━━ DATA EXTRACT ━━

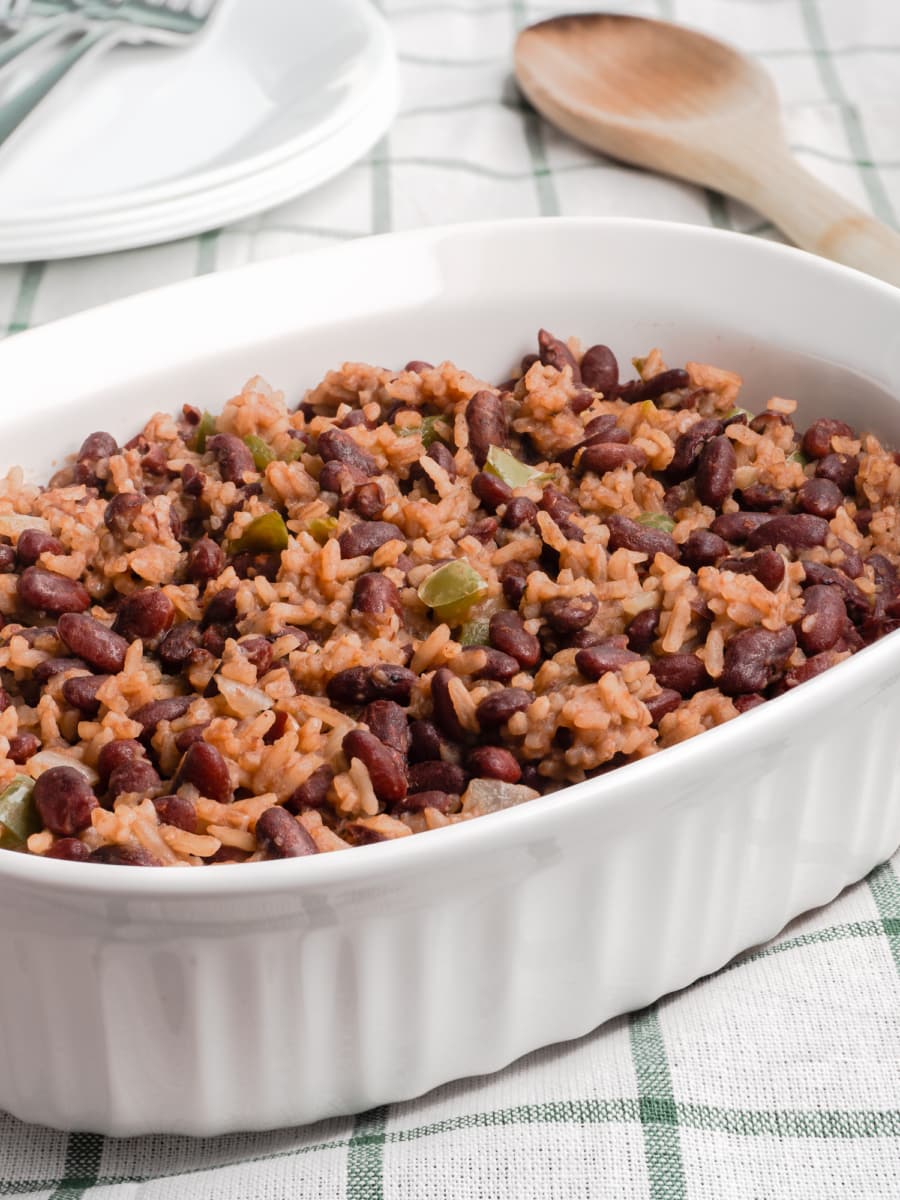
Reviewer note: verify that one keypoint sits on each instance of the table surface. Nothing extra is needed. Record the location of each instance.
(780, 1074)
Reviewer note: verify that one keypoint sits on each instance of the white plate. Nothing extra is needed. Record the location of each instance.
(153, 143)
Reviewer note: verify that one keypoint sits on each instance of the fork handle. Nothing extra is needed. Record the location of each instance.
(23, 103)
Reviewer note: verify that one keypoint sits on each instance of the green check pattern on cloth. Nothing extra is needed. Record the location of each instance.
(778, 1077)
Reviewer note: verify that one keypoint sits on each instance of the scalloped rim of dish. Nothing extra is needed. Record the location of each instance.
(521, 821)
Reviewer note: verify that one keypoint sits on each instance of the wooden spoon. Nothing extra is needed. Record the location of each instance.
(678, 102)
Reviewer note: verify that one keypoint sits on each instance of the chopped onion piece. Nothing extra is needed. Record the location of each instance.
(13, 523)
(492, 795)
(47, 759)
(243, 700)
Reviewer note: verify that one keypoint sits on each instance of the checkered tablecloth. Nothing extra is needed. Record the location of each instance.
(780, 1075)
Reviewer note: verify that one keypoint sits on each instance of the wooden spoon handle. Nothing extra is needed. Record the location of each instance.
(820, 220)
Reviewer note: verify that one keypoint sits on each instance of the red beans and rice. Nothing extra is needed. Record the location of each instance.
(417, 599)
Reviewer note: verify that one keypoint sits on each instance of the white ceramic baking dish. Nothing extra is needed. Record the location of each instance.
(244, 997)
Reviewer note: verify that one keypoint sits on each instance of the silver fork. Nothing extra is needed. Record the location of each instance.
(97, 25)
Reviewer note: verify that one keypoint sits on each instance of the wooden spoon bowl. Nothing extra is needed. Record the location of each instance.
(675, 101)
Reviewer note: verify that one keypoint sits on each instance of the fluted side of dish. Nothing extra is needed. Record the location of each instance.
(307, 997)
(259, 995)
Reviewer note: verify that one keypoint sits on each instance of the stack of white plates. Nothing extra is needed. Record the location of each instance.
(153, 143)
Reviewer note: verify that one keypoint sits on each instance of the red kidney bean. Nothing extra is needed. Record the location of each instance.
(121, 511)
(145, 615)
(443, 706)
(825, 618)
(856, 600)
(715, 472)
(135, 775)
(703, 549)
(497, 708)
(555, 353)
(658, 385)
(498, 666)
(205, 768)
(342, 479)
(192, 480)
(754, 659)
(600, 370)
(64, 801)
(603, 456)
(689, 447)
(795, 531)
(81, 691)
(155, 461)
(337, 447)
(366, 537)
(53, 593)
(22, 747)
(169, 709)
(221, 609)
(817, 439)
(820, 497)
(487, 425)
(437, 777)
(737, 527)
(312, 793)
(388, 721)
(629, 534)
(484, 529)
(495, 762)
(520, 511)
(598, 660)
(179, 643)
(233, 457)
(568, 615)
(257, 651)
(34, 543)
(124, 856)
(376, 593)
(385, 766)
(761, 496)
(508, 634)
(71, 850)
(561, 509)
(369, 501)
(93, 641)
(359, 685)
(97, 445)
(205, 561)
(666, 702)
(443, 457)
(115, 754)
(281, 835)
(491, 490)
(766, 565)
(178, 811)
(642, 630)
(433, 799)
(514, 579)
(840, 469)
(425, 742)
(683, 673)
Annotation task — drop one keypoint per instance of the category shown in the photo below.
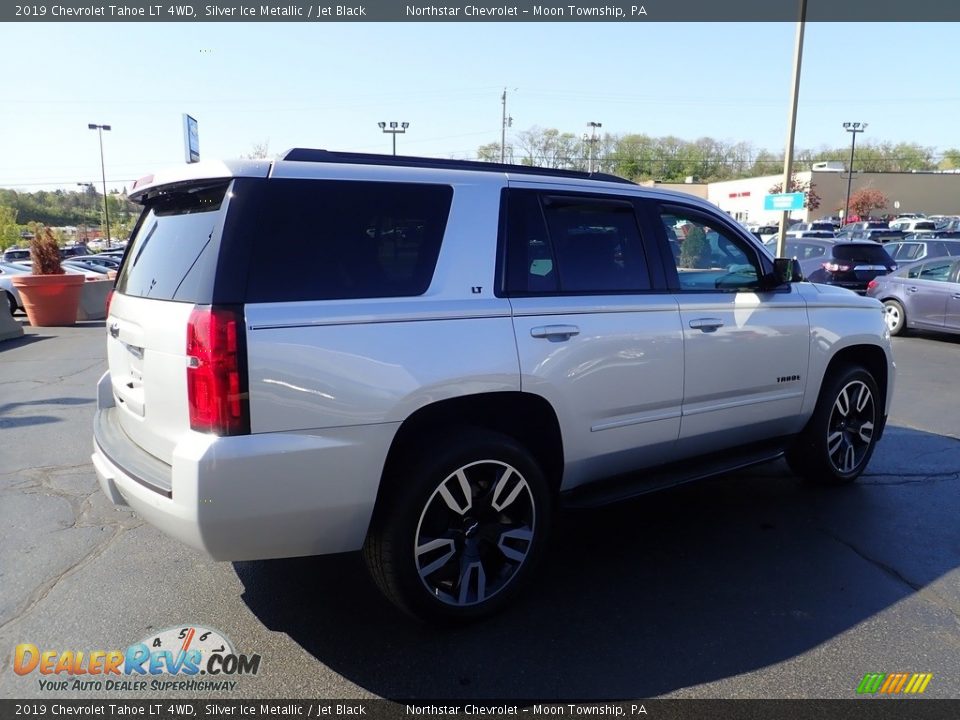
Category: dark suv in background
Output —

━━━
━━ DATA EXTRACT ━━

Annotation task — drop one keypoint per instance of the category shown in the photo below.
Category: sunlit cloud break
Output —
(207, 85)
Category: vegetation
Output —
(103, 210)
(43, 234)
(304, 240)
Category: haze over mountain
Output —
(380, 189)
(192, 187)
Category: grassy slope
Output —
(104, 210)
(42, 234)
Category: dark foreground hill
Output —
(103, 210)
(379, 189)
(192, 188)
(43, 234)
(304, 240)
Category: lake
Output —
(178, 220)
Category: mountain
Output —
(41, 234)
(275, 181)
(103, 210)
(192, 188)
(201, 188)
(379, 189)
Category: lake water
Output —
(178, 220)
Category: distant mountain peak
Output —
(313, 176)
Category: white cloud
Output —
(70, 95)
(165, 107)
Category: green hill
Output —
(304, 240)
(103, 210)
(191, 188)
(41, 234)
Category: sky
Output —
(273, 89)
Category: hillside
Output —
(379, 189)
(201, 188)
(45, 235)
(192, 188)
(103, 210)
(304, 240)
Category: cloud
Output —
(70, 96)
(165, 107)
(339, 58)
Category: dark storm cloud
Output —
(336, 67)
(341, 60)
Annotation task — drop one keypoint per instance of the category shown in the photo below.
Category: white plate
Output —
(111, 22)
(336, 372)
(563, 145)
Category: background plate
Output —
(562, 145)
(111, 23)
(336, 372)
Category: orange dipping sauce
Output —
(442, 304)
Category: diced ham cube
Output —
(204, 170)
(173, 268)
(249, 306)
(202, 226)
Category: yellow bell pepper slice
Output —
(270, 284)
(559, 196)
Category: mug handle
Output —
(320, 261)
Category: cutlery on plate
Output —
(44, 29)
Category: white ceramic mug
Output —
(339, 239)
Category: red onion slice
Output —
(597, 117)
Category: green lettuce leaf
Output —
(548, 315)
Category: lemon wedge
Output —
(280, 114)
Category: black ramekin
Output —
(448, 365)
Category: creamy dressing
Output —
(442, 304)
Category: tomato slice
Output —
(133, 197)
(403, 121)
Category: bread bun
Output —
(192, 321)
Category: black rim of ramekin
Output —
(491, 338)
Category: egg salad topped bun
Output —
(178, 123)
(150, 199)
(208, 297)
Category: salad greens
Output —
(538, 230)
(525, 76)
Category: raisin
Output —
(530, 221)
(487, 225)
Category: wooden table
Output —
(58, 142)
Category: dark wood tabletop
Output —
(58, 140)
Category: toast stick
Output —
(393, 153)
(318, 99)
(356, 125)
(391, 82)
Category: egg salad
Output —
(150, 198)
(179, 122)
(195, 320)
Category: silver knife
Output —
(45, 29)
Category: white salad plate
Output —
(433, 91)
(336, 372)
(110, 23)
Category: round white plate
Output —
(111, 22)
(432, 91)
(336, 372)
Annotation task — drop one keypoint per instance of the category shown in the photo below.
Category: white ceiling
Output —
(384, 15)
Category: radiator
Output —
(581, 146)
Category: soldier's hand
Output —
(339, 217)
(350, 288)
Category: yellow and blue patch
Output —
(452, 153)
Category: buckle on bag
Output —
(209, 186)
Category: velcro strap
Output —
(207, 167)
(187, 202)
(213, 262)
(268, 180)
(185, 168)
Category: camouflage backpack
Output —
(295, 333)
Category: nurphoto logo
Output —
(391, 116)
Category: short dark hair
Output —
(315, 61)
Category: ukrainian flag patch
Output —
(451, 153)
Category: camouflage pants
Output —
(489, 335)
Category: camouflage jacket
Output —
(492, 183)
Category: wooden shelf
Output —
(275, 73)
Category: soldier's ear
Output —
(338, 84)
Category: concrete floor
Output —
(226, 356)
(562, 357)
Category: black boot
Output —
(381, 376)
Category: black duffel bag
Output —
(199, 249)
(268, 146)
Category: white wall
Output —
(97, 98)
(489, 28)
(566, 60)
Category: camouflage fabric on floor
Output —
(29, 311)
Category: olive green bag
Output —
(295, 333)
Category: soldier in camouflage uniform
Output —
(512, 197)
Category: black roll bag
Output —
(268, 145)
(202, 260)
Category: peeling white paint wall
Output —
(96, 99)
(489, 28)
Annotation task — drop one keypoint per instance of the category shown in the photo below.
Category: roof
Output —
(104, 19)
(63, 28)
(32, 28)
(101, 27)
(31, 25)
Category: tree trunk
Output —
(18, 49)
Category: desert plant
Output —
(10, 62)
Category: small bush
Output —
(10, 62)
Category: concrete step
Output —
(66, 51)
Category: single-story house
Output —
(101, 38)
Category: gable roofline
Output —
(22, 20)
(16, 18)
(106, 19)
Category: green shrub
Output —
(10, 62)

━━━

• TASK BRIEF
The answer is the run of lines above from the line containing "Category: salad greens" through the line containing "Category: white ceiling", copied exactly and alone.

• ANSWER TO THIS TASK
Category: salad greens
Output —
(538, 230)
(525, 76)
Category: raisin
Output —
(530, 221)
(487, 225)
Category: wooden table
Output —
(58, 142)
Category: dark wood tabletop
Output —
(58, 140)
Category: toast stick
Output —
(393, 153)
(318, 99)
(356, 125)
(391, 82)
Category: egg salad
Output —
(150, 198)
(179, 122)
(195, 320)
Category: silver knife
Output —
(45, 29)
Category: white salad plate
Output —
(433, 91)
(336, 372)
(110, 23)
Category: round white plate
Output —
(111, 22)
(432, 91)
(336, 372)
Annotation task — drop one keypoint per instance of the category shown in the photo below.
Category: white ceiling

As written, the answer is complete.